--- Records for this task ---

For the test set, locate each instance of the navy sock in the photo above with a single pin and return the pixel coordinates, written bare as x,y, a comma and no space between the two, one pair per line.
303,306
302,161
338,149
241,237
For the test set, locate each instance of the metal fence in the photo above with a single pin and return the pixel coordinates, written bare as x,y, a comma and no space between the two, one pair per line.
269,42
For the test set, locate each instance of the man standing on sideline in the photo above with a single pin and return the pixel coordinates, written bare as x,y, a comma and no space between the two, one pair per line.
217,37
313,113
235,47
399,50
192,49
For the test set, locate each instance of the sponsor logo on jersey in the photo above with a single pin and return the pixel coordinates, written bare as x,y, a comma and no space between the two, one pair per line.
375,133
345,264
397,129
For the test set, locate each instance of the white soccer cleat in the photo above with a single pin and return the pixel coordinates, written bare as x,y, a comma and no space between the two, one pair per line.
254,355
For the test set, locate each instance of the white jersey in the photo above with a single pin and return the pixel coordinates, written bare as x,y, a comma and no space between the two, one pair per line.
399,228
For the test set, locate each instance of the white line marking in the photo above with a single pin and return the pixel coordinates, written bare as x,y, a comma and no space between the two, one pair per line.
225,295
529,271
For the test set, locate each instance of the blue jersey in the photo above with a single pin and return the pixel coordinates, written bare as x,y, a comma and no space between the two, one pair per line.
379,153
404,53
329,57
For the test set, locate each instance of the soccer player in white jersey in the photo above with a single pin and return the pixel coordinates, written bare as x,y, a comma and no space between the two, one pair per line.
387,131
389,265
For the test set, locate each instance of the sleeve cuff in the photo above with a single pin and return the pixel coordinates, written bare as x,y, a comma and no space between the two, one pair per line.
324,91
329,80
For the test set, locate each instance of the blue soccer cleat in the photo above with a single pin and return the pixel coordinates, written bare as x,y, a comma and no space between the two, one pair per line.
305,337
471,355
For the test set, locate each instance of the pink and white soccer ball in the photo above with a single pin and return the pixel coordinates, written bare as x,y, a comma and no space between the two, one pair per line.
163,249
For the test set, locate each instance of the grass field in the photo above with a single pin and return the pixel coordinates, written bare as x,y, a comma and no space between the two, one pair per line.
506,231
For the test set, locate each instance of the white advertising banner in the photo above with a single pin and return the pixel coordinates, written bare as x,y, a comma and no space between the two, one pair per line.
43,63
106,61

---

> [Directions for this task]
Lay out everything from the line containing "For the test set, locate each instance of the grass" down to the end of the items as a numbered list, omitting any blank lines.

> [Task result]
1. For the test set, locate each instance of the grass field in the photo above with a single pin and return the pixel coordinates, written bare as x,y, a comma and no space between the two, one pair per line.
2. 506,231
3. For the test set, locate each instance of the white advertising banner in the photo above with a single pin and return the pixel coordinates, written bare as x,y, a comma and no space between the two, one pair per line.
4. 43,63
5. 106,61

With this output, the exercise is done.